• **To be done**: Rewrite the items below, replacing every occurrence of "keypoint" with "marker" and leaving everything else unchanged. Omit the pictures from your answer.

*****

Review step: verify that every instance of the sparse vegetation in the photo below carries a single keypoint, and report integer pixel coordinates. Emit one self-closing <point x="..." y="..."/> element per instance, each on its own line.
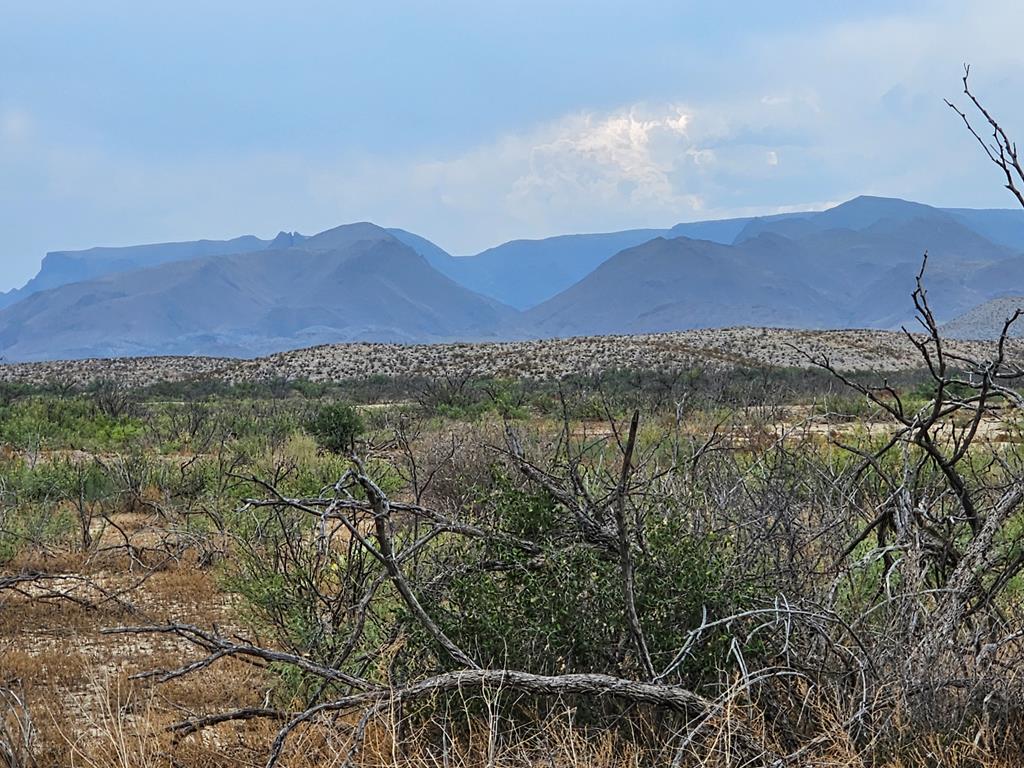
<point x="693" y="566"/>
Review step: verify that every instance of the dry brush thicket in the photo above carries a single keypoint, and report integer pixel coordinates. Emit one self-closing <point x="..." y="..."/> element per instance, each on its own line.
<point x="669" y="576"/>
<point x="680" y="583"/>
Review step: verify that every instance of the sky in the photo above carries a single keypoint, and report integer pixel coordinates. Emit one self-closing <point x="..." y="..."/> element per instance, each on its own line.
<point x="473" y="123"/>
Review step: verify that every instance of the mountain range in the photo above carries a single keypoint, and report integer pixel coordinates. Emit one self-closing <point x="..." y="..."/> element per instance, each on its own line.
<point x="849" y="266"/>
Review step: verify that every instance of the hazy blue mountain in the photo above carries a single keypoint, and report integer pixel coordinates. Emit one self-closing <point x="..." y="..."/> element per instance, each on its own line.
<point x="347" y="284"/>
<point x="524" y="272"/>
<point x="851" y="266"/>
<point x="434" y="254"/>
<point x="987" y="320"/>
<point x="61" y="267"/>
<point x="681" y="283"/>
<point x="1003" y="226"/>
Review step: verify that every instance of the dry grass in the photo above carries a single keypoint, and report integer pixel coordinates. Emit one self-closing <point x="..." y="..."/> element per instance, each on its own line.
<point x="548" y="358"/>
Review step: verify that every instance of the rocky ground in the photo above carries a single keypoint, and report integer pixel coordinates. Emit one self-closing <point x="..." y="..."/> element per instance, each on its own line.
<point x="849" y="350"/>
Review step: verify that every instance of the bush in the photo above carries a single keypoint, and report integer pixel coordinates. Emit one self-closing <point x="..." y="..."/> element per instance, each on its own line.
<point x="336" y="427"/>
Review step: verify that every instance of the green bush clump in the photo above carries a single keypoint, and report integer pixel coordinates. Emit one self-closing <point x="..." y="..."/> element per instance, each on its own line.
<point x="336" y="427"/>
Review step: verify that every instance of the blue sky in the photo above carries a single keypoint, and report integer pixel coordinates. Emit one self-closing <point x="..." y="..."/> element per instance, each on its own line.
<point x="472" y="123"/>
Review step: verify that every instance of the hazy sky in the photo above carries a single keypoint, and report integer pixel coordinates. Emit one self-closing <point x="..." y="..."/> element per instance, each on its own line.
<point x="474" y="122"/>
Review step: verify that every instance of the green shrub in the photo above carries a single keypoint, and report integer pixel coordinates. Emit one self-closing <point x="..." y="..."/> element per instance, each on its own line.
<point x="336" y="427"/>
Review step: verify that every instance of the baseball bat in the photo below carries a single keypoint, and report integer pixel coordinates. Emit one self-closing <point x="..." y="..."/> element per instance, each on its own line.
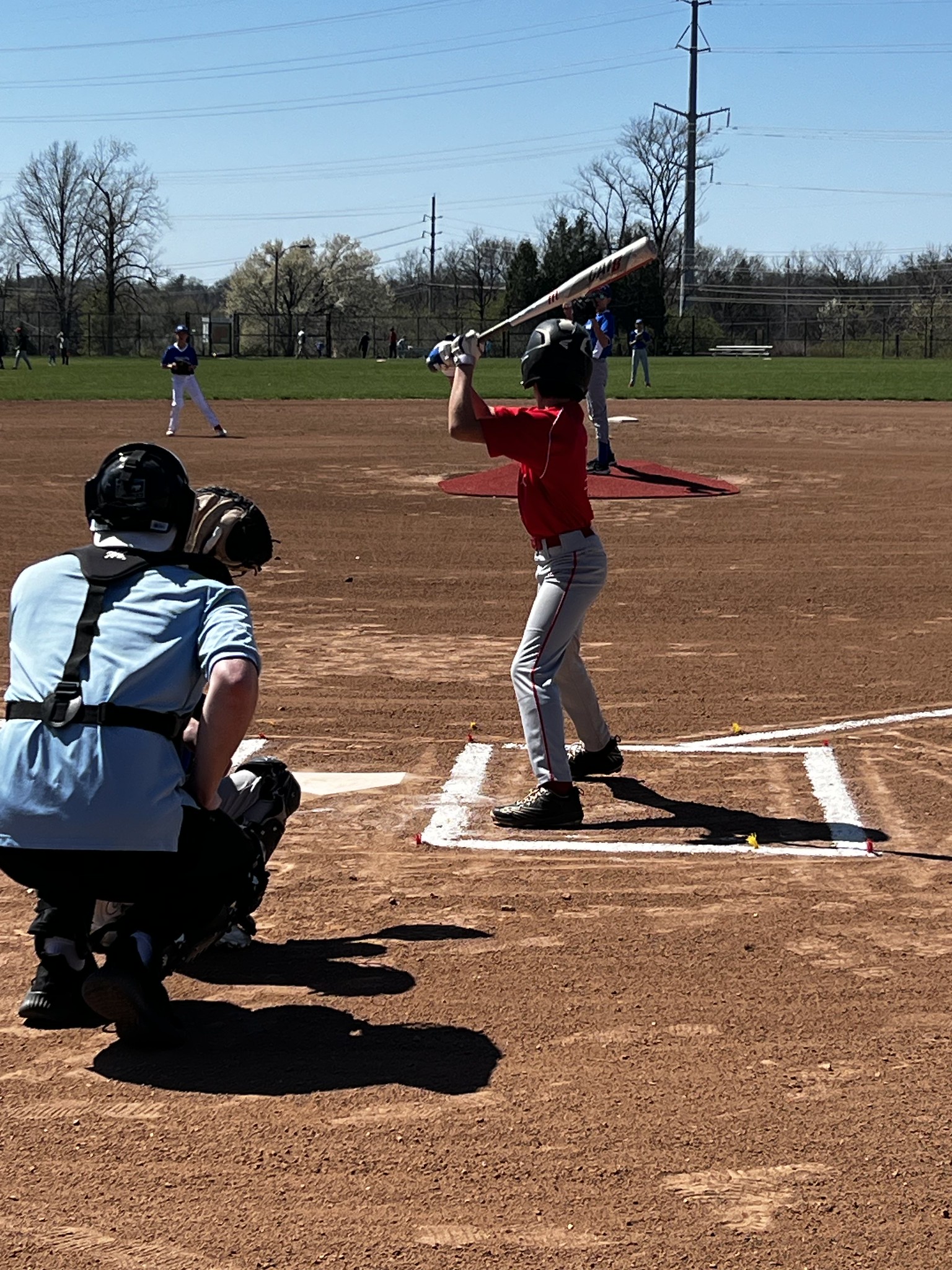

*****

• **Written reply**:
Review step: verify that every instance of the sparse vegetation in the photo below carries a single marker, and report integer pixel coordinates. Emit one self-closing <point x="..." y="..."/> element per instance, each on its own line.
<point x="693" y="566"/>
Review step: verify that every instance of the dry brush thicket in the photo above carries a single marker, and report integer pixel coordinates. Emit one self-closing <point x="..." y="..."/> element per instance, each on its own line.
<point x="669" y="576"/>
<point x="680" y="583"/>
Review step: verify that every instance of the sky in the photo above carries a single marker, and report integer pixel coordinates. Emit one self-closing <point x="..." y="..."/> element per instance, each on its own line.
<point x="473" y="123"/>
Review step: verify that every instance of the mountain range in the photo above carries a single marker, and report integer pixel coordinates. Emit one self-closing <point x="..." y="..."/> element per instance, each on its own line.
<point x="849" y="266"/>
Review step: verify that every instance of the hazy blue mountain in the photo above carries a single marker, and report integer pixel coordinates. Emit one self-closing <point x="..." y="..."/> element per instance, each on its own line.
<point x="347" y="284"/>
<point x="524" y="272"/>
<point x="851" y="266"/>
<point x="434" y="254"/>
<point x="987" y="320"/>
<point x="61" y="267"/>
<point x="681" y="283"/>
<point x="1003" y="226"/>
Review step: verify that every instance of the dry grass in the photo above carries a single marker, and report integer pixel coordinates. Emit one self-closing <point x="..." y="..."/> element per instance, each on its own line.
<point x="548" y="358"/>
Review step: verify that every instance of the rocky ground in the photo above carries a single marker, and report integer pixel coordinates. Emit one self-closing <point x="..." y="..."/> element per instance, each on its own line.
<point x="849" y="350"/>
Review step: verify that every instance of the bush in the photo above carries a single marker, and report integer pixel coordinates. Emit one self-closing <point x="..." y="..."/> element per instance, each on its own line.
<point x="336" y="427"/>
Review step: verify that every instance of the green bush clump in the photo above carries a single marker, and report integer pixel coordinates. Emit one self-closing <point x="..." y="..."/> element per instance, each on its own line.
<point x="336" y="427"/>
Review step: verify that every instance of the blue sky in the photo above carries a single marker, and report integer pixel coordinates. Emit one self-closing <point x="..." y="..."/> element per instance, each on its own line.
<point x="472" y="123"/>
Review step: verify that every instance of the hazy sky in the photo above carries a single marker, and report integer pixel coordinates. Emit one self-closing <point x="..." y="..."/> element per instance, each on its own line.
<point x="474" y="122"/>
Review step: verify that every instance of the green shrub in the photo above carries a single marker, and report integer pixel coordinates. Emit one self-closing <point x="..." y="..."/> element per instance, each on its own line.
<point x="336" y="427"/>
Review step: verify that every instance of the baseball bat in the photo below carries a single marker, and report integer pixel coordinates. Emit one self-closing <point x="..." y="..."/> element per instance, each on its own line.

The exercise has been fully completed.